* _Énoncé_:
Relevez, sans les modifier, toutes les lignes du matériel ci-dessous qui contiennent la chaîne « briefcase ».

==================================================

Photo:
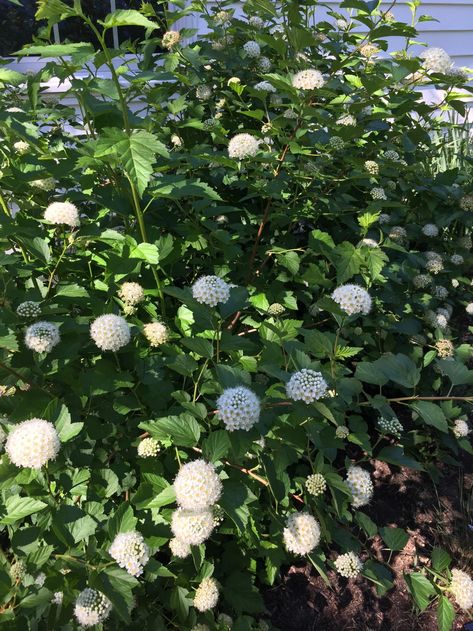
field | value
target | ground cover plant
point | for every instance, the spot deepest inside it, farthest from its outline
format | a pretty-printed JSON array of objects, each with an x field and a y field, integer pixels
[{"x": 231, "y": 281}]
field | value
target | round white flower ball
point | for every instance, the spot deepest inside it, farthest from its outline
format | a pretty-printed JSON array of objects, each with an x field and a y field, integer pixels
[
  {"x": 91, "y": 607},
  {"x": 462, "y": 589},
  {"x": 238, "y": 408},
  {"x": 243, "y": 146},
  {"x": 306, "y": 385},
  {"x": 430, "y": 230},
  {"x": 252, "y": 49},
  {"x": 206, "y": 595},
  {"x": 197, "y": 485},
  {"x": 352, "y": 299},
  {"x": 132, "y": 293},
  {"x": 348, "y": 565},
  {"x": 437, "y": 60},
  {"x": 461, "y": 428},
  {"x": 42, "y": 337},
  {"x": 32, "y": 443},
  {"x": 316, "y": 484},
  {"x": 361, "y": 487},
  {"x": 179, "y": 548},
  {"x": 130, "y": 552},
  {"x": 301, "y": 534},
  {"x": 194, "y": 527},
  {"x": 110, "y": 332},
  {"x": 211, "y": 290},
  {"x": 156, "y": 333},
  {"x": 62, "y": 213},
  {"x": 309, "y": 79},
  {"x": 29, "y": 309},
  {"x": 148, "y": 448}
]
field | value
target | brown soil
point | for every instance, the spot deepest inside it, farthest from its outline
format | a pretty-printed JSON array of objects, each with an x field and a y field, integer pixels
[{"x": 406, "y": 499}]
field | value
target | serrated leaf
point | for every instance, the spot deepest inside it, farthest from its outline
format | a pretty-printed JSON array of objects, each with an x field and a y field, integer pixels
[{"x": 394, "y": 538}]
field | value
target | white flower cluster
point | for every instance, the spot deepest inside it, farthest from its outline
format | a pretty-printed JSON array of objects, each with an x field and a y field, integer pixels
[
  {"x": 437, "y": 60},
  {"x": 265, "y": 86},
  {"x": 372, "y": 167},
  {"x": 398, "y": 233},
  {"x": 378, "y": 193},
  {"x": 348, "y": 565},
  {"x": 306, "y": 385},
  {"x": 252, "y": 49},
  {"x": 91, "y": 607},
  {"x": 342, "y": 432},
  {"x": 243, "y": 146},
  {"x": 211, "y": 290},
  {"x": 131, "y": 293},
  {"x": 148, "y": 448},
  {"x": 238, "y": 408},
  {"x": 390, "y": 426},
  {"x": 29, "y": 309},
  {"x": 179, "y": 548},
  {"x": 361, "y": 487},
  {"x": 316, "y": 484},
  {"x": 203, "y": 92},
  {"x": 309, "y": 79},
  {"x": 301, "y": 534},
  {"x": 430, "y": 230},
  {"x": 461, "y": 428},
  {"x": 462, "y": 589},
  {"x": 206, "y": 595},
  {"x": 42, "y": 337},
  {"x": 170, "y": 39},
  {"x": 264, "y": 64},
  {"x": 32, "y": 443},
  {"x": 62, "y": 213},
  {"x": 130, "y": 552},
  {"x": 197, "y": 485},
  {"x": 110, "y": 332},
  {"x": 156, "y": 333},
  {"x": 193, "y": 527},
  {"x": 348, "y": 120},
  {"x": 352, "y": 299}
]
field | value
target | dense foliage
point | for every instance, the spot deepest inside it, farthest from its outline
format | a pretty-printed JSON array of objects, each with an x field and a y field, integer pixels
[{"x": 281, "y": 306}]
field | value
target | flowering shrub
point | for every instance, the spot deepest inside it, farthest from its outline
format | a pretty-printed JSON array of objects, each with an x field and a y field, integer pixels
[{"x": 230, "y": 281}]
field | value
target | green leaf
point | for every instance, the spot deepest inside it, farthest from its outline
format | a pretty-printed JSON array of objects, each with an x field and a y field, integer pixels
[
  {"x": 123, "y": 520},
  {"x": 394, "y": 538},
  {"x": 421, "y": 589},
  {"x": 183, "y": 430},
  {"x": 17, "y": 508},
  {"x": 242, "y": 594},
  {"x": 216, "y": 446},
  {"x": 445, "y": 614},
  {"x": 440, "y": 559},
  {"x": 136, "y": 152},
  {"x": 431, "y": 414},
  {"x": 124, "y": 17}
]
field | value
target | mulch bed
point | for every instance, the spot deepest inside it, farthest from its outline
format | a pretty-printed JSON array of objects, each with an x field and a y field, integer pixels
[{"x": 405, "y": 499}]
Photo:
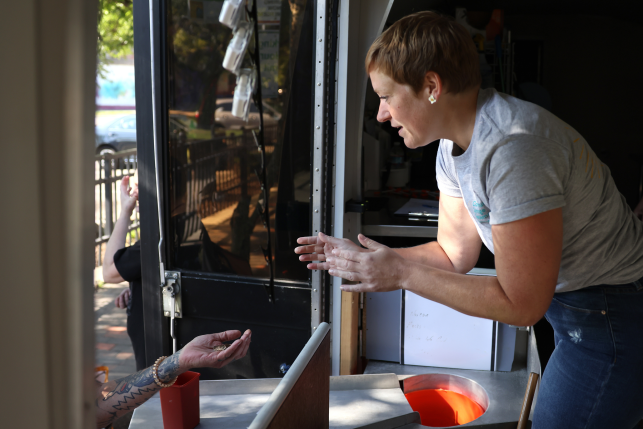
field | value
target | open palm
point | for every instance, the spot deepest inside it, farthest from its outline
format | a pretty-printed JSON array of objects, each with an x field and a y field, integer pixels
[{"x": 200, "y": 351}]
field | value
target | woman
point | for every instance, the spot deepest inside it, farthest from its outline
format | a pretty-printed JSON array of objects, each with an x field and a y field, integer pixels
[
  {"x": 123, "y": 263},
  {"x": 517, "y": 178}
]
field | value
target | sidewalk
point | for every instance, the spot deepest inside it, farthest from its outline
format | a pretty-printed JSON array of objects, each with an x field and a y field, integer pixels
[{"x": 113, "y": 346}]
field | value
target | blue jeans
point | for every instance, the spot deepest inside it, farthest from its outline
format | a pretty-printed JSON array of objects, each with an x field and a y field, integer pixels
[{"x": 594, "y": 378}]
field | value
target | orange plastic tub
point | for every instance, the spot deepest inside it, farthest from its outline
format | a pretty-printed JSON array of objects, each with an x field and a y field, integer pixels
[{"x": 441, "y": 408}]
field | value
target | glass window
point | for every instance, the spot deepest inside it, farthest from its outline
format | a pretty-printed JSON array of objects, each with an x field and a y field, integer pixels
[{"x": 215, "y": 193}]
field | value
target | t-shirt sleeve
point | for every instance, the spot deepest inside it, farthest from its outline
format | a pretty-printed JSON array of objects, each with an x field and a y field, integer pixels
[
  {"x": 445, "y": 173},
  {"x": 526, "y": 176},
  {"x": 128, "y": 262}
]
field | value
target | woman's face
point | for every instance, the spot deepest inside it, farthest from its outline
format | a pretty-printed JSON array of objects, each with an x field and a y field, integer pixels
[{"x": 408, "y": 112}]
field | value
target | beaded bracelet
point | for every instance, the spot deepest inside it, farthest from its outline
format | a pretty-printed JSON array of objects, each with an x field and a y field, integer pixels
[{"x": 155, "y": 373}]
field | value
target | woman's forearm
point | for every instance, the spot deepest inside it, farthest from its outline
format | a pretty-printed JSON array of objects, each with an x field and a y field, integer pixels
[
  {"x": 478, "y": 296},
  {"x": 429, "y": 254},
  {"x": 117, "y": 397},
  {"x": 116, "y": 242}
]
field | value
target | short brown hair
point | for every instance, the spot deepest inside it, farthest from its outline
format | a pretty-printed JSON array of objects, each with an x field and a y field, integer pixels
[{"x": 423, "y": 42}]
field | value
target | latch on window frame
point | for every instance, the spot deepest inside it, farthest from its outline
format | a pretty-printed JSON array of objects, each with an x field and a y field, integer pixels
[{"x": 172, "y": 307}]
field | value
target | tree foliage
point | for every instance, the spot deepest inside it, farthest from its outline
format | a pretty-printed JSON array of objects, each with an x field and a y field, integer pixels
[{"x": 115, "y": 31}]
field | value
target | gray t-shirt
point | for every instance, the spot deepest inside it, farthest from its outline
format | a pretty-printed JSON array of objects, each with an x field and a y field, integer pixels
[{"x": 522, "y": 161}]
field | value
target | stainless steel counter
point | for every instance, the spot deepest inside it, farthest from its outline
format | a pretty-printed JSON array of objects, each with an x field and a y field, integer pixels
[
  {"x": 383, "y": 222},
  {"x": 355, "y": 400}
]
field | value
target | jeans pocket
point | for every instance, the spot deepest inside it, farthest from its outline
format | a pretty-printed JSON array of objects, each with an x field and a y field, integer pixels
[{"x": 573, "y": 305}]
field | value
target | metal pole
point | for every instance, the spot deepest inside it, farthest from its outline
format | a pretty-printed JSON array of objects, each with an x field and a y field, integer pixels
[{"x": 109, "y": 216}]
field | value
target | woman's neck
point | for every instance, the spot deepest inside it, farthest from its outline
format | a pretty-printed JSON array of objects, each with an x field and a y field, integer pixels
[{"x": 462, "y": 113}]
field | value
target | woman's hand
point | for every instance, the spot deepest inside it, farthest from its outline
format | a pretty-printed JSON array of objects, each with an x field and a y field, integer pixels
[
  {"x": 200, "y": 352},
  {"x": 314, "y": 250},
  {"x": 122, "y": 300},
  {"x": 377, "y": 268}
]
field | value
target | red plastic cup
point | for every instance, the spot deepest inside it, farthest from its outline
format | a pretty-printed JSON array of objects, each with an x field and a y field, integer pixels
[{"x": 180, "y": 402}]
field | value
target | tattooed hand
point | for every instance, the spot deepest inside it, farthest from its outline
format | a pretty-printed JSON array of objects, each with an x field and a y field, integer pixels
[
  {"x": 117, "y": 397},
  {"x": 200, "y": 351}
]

==================================================

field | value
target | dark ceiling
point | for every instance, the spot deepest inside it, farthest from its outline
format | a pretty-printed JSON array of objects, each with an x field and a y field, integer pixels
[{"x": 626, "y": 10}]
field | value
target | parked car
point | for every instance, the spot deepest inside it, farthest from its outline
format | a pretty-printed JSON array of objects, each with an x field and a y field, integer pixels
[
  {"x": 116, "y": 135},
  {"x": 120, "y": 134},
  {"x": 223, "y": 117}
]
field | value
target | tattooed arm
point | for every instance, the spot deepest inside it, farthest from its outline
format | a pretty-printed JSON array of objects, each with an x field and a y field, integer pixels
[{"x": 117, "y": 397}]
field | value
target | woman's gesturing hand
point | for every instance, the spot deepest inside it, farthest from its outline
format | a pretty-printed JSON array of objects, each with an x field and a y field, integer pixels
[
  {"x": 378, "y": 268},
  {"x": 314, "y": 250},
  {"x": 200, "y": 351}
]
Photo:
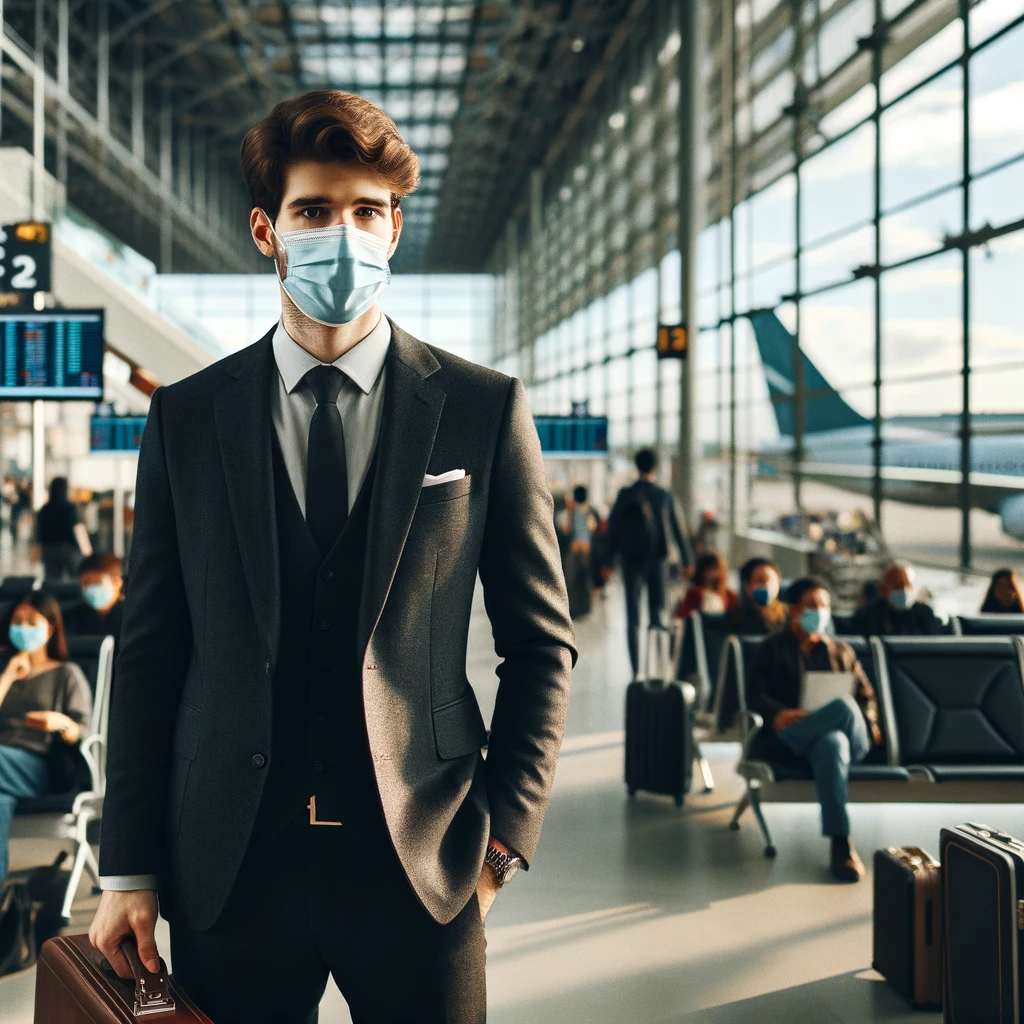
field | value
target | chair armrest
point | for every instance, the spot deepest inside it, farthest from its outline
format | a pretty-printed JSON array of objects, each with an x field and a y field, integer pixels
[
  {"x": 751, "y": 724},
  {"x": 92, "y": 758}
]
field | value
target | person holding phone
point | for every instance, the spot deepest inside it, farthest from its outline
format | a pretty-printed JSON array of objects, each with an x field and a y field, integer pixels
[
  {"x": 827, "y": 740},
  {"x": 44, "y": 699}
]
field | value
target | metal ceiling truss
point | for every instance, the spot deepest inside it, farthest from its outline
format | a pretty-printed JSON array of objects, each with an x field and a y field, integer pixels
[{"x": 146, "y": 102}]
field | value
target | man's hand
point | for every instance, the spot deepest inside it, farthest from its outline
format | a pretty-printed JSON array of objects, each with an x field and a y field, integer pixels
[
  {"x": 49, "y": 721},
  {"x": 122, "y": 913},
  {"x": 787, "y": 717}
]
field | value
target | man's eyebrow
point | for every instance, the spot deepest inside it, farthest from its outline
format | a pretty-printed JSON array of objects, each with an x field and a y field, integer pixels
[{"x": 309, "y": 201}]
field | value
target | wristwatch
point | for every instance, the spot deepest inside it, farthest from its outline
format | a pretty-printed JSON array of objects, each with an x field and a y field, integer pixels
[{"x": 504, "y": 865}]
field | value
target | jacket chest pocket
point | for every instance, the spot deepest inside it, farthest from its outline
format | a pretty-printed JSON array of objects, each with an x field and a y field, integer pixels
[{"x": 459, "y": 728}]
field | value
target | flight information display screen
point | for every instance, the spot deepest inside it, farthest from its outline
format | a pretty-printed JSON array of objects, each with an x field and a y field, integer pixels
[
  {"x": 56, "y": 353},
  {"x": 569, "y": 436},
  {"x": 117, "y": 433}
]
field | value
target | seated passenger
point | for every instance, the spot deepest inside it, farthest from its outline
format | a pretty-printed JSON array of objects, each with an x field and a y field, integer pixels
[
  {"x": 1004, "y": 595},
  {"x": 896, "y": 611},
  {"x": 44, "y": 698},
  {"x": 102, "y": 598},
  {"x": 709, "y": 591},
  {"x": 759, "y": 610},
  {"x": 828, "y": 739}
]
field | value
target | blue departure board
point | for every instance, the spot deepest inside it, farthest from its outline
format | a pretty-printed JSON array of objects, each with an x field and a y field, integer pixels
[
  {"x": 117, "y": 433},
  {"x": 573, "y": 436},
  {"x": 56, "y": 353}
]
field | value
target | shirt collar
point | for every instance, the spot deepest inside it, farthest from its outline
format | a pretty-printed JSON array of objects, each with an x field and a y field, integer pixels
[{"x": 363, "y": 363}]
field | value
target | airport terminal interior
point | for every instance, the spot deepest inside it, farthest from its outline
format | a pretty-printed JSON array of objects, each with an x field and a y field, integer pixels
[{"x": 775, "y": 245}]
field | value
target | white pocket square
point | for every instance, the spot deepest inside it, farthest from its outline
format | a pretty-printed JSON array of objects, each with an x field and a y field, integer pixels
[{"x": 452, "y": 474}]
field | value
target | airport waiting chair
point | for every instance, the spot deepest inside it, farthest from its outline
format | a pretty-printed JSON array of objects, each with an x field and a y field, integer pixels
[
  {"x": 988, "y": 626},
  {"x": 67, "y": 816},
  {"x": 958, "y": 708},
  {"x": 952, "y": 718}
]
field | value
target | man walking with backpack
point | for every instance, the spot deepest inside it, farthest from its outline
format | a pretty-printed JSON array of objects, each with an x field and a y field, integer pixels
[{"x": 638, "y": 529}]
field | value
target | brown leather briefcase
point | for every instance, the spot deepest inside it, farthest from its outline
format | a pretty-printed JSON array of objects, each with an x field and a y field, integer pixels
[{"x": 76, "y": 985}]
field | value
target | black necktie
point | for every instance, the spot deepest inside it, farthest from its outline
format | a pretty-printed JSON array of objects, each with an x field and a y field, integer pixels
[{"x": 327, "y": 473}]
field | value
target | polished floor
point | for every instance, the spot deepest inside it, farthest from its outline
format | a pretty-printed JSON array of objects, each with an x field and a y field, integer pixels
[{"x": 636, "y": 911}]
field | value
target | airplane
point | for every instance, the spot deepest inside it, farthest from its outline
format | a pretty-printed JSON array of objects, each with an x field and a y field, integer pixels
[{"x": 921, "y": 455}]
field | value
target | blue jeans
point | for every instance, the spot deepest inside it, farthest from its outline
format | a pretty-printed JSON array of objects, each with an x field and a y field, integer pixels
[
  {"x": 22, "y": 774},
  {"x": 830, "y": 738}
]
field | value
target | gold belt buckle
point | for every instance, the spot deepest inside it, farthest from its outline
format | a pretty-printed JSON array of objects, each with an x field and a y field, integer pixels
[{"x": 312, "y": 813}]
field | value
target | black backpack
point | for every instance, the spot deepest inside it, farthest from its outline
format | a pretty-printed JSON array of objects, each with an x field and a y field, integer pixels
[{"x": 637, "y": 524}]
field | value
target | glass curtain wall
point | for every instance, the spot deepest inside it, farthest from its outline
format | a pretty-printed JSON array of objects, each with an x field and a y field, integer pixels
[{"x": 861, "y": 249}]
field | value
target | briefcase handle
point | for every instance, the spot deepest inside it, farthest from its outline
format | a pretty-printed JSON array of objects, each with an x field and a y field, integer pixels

==================================================

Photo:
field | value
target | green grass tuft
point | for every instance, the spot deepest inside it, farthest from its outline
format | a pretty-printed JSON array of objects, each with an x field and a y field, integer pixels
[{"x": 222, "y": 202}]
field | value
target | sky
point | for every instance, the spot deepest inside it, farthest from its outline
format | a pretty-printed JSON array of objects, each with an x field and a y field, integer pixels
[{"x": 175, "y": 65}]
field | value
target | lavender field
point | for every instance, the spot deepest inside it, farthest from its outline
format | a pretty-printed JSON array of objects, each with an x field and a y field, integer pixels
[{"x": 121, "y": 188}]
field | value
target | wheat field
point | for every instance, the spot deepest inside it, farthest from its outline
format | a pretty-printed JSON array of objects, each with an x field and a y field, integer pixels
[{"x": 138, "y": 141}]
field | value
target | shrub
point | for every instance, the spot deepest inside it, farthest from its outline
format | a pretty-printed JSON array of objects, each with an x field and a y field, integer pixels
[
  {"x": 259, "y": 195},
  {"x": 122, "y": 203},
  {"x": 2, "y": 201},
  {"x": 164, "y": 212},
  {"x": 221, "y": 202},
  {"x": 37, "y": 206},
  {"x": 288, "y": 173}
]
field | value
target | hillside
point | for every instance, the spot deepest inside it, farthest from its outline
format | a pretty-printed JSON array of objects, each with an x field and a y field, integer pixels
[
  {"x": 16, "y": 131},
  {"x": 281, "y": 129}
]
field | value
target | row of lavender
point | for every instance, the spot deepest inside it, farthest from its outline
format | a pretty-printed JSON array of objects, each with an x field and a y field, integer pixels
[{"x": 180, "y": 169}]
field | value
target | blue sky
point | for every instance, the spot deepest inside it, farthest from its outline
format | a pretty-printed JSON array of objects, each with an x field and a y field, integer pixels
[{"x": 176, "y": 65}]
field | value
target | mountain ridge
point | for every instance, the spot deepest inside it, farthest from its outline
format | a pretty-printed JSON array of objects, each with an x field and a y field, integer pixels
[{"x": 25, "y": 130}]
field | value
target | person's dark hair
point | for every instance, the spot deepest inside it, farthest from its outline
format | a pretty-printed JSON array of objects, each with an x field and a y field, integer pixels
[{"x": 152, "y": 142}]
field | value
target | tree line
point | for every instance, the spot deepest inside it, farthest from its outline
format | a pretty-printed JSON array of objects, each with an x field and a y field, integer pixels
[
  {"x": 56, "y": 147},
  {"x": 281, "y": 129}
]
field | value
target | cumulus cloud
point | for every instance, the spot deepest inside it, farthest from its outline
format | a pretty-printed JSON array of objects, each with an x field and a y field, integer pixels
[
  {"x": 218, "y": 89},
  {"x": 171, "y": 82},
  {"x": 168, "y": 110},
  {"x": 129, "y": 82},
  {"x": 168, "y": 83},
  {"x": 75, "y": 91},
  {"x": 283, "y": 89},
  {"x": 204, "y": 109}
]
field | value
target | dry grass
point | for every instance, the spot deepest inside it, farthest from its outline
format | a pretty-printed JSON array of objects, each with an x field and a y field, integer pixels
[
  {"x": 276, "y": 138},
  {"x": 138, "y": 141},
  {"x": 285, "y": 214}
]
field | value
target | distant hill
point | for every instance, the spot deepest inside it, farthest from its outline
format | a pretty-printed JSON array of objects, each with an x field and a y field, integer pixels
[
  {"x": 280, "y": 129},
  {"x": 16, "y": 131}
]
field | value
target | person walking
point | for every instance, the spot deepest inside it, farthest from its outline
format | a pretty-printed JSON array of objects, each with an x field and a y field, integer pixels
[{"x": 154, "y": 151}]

==================================================

* _Résultat attendu_:
target | brown leather briefcase
target | briefcase handle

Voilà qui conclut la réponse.